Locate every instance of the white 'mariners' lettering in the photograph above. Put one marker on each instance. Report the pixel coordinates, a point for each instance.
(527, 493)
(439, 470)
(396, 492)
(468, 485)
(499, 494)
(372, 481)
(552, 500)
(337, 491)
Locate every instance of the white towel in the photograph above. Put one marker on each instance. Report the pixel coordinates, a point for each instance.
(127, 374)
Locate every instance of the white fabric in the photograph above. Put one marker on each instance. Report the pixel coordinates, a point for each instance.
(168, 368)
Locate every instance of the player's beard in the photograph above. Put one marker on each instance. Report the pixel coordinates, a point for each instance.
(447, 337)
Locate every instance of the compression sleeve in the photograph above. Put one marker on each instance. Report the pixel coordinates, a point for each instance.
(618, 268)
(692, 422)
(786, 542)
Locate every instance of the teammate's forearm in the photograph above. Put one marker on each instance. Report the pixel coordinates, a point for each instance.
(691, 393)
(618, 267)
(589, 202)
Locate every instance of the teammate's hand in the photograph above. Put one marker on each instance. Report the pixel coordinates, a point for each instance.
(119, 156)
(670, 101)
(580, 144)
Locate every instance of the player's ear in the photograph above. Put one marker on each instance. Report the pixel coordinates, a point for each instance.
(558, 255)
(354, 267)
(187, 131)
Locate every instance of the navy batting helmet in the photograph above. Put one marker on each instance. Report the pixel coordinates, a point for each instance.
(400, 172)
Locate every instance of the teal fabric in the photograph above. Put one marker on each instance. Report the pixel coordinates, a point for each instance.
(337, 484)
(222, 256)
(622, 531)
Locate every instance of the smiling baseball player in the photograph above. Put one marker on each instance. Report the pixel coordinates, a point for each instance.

--

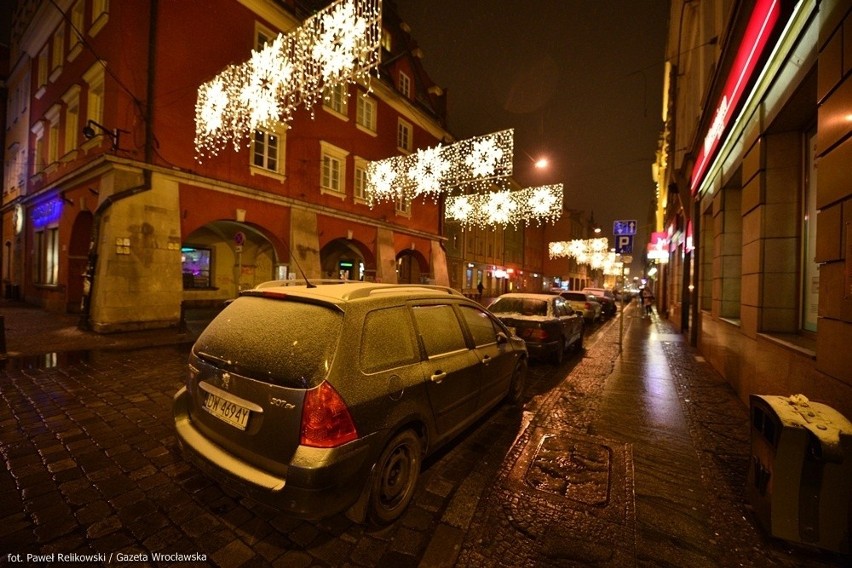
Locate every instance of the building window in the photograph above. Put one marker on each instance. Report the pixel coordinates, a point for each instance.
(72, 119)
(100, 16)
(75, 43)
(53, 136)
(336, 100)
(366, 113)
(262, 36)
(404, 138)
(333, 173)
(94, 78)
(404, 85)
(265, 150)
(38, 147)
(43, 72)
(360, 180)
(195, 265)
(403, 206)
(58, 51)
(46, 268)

--

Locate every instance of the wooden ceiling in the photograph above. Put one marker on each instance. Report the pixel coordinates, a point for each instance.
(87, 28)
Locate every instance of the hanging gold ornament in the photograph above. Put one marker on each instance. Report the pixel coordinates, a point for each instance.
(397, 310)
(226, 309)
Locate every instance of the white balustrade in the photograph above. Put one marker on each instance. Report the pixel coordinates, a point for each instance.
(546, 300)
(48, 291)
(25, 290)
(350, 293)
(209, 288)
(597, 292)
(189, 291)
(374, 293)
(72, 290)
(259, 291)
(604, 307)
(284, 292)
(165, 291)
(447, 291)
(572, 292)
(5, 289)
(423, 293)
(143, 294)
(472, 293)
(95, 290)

--

◆ Given task: List each line of the records above that contains the string "fabric", matching its case exactly.

◆ Written answer:
Locate every instance of the white fabric in the photograph above. Put one marker on each instance. Report the pixel coordinates, a point for each instance.
Locate every instance of the teal fabric in the photograph above. Put one marker on each instance. Report the pixel coordinates, a point for each instance.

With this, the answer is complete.